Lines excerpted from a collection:
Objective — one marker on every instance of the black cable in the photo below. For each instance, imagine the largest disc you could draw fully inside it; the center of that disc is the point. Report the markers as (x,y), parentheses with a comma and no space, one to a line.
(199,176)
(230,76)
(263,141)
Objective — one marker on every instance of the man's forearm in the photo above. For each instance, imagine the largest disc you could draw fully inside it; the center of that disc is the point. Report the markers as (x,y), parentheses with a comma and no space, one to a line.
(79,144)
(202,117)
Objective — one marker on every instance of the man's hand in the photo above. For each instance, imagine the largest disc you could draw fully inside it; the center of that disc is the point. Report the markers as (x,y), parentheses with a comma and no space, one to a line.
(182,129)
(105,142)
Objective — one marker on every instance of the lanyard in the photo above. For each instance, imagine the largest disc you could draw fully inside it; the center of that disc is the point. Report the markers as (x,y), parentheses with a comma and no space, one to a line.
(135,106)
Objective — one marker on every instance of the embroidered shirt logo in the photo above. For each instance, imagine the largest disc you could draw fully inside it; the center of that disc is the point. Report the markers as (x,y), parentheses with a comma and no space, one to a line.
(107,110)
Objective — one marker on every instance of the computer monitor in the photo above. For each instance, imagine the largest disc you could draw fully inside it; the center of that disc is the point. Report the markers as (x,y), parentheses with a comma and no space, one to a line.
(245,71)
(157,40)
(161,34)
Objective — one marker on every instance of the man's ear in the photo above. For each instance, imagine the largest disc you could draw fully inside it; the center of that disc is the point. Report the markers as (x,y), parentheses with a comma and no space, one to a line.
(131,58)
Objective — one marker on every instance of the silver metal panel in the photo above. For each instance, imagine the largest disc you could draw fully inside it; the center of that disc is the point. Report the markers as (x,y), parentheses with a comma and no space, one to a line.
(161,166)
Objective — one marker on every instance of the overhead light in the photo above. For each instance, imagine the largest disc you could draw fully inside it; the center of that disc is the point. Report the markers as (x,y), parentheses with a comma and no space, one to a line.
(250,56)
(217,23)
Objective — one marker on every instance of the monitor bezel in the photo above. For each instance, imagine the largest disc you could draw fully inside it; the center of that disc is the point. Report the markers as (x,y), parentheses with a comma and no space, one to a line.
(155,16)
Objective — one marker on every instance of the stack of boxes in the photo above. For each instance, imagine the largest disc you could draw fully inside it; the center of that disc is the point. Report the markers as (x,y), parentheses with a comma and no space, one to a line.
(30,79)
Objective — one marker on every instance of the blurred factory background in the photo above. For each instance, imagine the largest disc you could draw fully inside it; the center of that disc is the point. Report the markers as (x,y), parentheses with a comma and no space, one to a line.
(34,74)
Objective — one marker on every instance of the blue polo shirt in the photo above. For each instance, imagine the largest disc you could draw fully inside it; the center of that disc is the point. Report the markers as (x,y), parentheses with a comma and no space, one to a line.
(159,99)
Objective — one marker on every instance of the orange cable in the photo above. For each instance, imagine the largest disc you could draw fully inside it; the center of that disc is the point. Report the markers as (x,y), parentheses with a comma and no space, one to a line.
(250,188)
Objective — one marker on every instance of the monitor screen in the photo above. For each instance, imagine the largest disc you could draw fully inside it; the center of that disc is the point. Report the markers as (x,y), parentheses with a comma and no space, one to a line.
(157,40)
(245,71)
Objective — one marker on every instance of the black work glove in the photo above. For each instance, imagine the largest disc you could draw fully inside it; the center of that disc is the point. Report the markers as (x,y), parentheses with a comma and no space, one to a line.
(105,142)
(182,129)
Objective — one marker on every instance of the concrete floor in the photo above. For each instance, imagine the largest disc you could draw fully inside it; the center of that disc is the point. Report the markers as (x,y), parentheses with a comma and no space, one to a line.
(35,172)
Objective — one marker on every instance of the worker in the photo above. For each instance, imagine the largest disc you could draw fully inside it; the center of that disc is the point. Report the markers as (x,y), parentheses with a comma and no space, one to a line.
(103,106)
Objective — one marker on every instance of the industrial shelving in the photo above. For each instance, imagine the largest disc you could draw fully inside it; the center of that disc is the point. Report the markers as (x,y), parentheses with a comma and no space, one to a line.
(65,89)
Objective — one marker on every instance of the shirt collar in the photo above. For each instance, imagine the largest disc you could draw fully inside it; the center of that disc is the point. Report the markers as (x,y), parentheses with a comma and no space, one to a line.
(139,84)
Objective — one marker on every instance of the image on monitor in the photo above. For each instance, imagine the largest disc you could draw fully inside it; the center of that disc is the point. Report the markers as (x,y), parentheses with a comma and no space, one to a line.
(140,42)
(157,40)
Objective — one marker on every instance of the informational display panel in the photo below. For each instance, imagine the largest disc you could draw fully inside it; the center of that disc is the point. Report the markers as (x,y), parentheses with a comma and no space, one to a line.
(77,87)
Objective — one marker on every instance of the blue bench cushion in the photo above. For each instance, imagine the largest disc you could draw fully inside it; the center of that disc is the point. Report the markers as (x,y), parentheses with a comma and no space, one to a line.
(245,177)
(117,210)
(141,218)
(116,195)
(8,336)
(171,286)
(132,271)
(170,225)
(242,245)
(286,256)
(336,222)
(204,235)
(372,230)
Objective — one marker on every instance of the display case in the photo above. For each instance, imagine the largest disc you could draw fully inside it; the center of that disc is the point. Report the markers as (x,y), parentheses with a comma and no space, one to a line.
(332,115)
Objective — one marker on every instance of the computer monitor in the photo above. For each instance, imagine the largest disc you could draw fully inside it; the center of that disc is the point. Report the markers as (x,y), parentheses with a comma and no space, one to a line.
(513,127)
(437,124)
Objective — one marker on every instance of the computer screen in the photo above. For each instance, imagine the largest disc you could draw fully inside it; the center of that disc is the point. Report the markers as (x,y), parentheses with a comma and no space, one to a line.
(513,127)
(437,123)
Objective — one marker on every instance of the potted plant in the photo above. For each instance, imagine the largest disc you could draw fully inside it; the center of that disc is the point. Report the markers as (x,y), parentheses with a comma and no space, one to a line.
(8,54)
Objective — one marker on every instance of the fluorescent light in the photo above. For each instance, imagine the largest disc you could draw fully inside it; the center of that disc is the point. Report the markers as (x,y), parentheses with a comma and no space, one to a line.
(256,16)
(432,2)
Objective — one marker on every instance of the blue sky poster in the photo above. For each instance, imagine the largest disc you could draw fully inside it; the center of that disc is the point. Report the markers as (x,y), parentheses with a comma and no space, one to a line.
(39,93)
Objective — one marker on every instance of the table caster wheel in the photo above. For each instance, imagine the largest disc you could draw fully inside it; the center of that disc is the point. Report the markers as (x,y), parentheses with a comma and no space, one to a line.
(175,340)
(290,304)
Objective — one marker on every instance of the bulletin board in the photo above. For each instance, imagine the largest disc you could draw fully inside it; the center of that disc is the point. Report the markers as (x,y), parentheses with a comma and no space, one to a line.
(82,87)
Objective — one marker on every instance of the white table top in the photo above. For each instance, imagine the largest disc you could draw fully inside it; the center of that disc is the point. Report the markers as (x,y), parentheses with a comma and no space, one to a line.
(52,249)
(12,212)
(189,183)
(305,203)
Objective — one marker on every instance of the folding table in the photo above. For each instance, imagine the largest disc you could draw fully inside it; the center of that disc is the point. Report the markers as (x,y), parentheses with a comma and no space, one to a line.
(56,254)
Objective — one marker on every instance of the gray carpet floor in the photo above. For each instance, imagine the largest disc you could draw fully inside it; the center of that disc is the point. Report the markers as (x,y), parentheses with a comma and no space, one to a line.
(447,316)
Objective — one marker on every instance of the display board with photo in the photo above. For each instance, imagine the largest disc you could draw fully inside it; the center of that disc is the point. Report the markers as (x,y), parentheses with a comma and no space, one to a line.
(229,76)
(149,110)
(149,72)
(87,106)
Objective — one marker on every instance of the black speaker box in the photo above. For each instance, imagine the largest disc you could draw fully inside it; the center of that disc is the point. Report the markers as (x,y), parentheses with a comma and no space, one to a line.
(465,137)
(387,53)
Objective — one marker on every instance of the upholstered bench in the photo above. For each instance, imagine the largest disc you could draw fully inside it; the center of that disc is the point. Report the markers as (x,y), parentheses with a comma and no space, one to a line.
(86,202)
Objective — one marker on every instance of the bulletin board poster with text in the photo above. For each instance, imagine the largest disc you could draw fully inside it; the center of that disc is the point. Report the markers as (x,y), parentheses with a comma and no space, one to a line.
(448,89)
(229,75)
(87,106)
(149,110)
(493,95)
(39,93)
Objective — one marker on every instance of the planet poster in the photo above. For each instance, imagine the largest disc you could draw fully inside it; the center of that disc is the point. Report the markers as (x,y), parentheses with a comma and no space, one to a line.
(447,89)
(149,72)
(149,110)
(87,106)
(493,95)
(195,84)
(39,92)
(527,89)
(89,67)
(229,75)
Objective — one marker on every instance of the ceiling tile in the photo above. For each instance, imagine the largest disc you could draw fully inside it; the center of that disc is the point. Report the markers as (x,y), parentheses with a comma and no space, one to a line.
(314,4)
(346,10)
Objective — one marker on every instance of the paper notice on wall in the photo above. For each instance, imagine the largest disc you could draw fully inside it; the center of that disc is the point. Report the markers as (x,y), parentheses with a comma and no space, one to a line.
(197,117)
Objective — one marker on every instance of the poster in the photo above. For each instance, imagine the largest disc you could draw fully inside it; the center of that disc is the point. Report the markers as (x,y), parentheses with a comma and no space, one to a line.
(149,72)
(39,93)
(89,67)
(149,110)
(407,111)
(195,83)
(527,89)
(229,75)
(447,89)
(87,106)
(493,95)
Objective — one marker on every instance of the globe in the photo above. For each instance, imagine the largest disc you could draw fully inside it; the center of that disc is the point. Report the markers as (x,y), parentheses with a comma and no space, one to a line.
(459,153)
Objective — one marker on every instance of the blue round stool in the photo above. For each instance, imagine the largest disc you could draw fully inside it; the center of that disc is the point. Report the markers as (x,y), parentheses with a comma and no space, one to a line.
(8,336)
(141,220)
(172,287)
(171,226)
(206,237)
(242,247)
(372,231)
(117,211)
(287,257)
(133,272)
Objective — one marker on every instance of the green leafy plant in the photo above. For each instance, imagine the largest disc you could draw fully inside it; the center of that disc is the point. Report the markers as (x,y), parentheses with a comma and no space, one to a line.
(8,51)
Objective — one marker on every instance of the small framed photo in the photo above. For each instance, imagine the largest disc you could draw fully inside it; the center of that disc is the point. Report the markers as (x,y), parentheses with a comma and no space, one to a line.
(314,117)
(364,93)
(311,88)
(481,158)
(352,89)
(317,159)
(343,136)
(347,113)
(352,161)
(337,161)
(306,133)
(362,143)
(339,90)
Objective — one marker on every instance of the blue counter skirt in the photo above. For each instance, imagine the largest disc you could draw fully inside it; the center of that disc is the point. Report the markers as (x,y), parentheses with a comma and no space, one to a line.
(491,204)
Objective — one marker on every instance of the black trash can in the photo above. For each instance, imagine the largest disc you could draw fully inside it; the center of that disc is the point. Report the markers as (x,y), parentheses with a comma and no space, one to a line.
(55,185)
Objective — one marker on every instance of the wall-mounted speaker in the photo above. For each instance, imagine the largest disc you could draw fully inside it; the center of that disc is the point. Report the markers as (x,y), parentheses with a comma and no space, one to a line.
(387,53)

PROBLEM TO WORK ON:
Rewrite the lines starting with the one that contains "Objective — one marker on every instance of the small" and continuing through the last line, keeping every line in place. Shift the coordinates in the answers by adding 122 to each number.

RESULT OF THIS TASK:
Objective — one marker on every instance of the small framed photo in the photo above. For each instance, imagine the largest disc you could draw fully inside it; the center of that disc is the point. Report the markers as (x,y), parentheses with a comma and no space, one to a line.
(436,239)
(486,215)
(433,210)
(603,280)
(474,211)
(439,281)
(465,258)
(469,235)
(474,283)
(459,283)
(428,255)
(484,265)
(461,212)
Objective — one marker on every instance of the blue counter skirt in the photo above. For each instance, imagine the largest disc you could draw fully inside it; the center of that disc is the point. Report the markers as (x,y), parentheses with a comma and no space, one to a line.
(613,326)
Objective — one marker on every instance of the black trash can in the photo above. For each instance, imagine the largest disc you could draw fully inside it; the center of that disc is the point. Report the markers as (x,y), parentheses with a comma and no space, one to a line.
(177,307)
Objective — one marker on every instance of the wall-mounted speaker in the photo above. For each instance, imagine the largest disc you could draw fully inside it; the center of that disc is the point. Report the markers as (x,y), parentheses with a comma and no space, one to a line.
(509,175)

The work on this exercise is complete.